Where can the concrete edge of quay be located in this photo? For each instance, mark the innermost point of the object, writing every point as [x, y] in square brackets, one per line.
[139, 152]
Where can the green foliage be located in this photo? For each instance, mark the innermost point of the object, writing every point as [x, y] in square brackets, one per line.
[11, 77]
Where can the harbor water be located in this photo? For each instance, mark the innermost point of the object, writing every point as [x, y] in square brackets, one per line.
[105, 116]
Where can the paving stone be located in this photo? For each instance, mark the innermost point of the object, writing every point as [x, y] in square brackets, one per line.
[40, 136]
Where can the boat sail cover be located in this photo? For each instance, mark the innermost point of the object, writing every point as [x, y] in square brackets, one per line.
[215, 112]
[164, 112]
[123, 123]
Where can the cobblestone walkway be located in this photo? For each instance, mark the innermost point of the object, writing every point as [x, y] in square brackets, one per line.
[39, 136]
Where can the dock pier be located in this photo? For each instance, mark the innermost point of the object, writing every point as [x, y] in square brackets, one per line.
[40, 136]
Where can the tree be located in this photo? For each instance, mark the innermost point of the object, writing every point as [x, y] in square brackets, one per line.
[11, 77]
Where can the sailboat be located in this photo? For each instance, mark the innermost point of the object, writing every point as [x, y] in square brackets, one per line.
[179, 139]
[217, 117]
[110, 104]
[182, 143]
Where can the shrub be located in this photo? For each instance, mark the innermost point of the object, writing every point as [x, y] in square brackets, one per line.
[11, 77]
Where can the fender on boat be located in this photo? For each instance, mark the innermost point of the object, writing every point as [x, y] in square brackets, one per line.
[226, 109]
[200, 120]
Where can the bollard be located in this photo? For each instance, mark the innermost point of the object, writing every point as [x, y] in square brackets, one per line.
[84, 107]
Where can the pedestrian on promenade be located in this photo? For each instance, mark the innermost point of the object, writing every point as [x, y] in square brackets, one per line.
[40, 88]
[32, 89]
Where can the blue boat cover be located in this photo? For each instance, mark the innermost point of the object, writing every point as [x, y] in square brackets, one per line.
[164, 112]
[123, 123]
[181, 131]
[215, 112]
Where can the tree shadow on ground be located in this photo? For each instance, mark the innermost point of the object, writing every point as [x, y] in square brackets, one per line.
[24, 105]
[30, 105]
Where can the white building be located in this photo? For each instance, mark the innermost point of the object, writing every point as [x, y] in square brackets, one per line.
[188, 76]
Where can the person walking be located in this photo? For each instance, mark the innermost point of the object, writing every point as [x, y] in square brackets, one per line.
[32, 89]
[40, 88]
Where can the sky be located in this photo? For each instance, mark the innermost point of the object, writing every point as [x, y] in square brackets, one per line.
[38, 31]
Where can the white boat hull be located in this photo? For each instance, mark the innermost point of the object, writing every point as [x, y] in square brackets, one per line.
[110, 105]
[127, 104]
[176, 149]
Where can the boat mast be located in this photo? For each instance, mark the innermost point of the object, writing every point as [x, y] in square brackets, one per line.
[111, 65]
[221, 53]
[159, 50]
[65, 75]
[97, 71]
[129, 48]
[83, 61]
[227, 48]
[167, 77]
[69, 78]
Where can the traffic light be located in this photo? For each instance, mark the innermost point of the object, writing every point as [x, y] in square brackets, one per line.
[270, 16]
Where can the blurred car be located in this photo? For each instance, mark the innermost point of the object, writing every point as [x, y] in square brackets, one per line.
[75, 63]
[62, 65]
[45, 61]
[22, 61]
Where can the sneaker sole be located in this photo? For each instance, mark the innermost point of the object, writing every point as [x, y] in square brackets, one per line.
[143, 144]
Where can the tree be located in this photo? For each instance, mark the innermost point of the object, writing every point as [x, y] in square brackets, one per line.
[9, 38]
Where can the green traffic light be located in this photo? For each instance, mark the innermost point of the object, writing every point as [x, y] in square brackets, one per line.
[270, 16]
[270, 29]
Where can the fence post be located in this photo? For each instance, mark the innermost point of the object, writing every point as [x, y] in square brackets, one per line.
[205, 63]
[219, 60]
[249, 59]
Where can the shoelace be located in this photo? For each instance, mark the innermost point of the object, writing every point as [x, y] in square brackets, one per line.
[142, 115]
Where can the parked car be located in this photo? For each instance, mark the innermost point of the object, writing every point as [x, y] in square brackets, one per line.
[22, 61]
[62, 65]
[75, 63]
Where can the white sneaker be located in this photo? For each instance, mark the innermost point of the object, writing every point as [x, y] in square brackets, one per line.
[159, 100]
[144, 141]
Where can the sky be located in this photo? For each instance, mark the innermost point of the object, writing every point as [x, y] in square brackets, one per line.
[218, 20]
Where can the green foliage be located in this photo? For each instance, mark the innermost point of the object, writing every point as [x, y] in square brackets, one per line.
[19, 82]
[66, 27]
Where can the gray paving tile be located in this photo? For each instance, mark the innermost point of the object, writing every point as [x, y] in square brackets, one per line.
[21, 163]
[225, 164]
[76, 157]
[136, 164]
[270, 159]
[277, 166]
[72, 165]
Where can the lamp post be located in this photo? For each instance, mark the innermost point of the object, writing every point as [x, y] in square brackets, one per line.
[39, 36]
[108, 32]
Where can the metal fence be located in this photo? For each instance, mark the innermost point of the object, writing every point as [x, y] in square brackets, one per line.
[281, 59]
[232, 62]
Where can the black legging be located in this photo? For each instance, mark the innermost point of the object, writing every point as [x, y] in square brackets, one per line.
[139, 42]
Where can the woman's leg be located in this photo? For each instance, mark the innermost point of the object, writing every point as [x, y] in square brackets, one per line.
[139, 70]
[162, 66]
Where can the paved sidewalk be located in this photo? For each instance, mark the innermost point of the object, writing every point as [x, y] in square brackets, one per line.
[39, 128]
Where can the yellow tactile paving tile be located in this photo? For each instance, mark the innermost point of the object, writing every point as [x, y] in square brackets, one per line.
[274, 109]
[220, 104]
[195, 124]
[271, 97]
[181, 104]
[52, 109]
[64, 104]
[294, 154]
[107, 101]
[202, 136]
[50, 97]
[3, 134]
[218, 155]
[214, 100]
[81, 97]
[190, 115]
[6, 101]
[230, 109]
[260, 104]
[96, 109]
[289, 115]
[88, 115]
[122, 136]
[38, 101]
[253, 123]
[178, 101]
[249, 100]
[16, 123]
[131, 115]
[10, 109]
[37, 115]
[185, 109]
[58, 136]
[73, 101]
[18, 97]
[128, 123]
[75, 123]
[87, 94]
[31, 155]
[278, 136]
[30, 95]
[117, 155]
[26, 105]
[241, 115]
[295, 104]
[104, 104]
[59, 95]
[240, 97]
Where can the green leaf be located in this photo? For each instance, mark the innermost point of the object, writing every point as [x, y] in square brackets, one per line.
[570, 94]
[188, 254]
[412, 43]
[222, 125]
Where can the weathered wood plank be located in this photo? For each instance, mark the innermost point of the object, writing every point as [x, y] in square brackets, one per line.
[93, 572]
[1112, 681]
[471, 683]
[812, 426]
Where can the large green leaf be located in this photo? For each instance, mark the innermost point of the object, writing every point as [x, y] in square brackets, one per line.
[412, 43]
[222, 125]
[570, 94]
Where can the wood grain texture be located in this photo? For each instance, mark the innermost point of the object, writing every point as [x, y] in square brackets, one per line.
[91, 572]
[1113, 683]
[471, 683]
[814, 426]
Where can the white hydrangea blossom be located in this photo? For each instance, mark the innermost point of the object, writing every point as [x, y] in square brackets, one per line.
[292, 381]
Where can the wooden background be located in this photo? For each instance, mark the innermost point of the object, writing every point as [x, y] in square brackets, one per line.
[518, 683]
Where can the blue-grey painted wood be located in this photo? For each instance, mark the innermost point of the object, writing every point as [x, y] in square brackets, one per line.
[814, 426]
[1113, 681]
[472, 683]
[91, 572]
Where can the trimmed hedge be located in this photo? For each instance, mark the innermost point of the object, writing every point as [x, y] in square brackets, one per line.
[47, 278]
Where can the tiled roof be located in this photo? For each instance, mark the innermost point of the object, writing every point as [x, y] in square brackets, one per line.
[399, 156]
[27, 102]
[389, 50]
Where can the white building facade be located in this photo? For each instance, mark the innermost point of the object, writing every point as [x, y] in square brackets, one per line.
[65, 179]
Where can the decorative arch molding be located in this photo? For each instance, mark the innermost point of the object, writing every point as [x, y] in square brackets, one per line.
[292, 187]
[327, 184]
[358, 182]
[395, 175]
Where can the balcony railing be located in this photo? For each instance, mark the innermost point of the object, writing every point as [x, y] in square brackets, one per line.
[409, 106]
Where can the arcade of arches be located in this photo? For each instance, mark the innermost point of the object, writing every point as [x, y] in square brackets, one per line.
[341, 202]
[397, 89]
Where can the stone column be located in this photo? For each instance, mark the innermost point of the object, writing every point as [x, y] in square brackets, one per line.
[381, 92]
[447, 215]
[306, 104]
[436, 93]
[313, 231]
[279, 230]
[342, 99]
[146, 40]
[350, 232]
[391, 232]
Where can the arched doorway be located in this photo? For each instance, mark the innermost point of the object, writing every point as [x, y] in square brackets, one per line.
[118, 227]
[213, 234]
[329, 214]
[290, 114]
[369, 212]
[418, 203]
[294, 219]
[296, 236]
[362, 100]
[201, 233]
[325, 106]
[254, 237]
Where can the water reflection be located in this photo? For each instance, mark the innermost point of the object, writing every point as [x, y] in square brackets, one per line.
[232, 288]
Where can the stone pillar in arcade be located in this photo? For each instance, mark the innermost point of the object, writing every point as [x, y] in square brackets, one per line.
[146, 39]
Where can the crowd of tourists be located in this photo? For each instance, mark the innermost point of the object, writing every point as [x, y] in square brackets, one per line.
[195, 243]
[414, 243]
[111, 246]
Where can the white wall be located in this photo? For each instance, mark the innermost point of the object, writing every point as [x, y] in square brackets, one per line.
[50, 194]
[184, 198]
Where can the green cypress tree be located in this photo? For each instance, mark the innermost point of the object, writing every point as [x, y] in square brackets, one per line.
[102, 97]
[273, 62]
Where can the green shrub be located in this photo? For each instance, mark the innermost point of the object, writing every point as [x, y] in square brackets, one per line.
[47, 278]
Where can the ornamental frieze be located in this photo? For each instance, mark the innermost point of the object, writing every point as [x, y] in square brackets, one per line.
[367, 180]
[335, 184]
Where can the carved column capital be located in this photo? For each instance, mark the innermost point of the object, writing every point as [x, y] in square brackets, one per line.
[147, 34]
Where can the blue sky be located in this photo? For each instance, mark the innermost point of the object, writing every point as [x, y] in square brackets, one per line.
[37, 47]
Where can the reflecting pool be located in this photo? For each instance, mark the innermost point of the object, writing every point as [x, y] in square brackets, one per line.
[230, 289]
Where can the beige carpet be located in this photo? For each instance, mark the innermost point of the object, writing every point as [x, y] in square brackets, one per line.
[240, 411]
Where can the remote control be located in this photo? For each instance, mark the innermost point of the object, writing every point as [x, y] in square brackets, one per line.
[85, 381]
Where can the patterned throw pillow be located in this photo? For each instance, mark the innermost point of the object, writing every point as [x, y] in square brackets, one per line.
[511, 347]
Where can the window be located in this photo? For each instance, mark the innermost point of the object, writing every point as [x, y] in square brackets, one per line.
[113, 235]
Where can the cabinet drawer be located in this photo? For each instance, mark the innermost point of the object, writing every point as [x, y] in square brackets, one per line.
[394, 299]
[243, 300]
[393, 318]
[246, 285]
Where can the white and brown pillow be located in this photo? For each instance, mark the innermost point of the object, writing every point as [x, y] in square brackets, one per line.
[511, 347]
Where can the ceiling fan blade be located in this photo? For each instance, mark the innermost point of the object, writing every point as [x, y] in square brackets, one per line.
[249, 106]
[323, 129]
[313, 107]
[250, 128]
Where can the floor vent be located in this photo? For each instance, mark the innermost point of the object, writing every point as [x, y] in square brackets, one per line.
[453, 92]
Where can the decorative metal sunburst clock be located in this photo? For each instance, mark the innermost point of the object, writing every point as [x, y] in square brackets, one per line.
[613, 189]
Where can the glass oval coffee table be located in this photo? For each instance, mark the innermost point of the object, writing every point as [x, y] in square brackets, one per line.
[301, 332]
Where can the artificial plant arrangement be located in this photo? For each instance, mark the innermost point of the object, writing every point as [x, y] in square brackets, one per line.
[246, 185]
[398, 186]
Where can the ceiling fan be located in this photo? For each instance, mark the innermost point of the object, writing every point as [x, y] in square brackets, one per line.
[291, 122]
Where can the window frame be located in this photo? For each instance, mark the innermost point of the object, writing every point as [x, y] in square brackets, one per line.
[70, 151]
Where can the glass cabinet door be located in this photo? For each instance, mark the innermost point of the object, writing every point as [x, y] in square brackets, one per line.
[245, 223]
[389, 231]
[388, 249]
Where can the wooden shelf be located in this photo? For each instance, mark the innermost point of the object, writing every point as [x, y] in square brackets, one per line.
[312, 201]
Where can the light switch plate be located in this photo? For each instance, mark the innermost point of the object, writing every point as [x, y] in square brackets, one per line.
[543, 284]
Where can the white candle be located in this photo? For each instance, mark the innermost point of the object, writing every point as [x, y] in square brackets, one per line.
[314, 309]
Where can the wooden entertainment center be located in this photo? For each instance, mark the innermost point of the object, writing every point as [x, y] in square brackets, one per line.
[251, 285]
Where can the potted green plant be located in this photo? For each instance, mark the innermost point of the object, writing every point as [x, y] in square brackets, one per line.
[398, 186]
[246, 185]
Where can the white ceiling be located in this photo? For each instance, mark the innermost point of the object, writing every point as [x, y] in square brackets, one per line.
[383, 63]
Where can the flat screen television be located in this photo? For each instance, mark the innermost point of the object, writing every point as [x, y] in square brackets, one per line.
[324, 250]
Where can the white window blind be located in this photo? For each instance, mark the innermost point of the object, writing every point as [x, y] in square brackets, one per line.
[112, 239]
* * * * *
### Exercise prompt
Repeat the line containing "Where can the ceiling fan be" and all subsequent lines through the final line of the data, exactly and with no others.

### Answer to this task
Where can the ceiling fan be located in this photo? For each instance, mark the innermost point of the object, writing every point as [x, y] in square brackets, one per line.
[291, 122]
Where can the window frame be located in this photo? For each instance, mark the innermost point of the object, writing every point as [x, y] in square brackets, one per line.
[70, 151]
Where can the glass cabinet door be located in this photo? For each instance, mark the innermost point of the object, writing every point as [x, y] in square brackets, one per line.
[245, 223]
[389, 231]
[388, 249]
Where can the wooden shelf be located in this photo? For each instance, mark the innermost point of the object, writing every point as [x, y] in square brackets, one per line.
[312, 201]
Where can the light switch plate be located in this photo? For each instance, mark the innermost point of the object, writing every point as [x, y] in square brackets, one per line.
[543, 284]
Where can the white candle be located in this photo? For each instance, mark the innermost point of the object, writing every point as [x, y] in square brackets, one per line.
[314, 309]
Where can the wooden entertainment center be located in this photo? For each instance, mark the innermost point of the object, writing every point as [x, y] in square brackets, one per line.
[251, 285]
Where can the potted green plant be located in this photo? For each instance, mark the innermost point of the object, writing every point as [x, y] in square brackets, one per line.
[398, 186]
[246, 185]
Where can the white ceiling be located in this photo? For each instance, mark the innermost point of the object, writing every point as [x, y] in square brackets, one per line.
[383, 63]
Where can the flat screen television be located in this photo? For each instance, mark the innermost point of the object, writing every point as [x, y] in square brackets, one per line.
[324, 250]
Where can the white window blind be located in this photo? For each instance, mark the innermost point of the object, writing every point as [x, y] in square brackets, one per line.
[112, 239]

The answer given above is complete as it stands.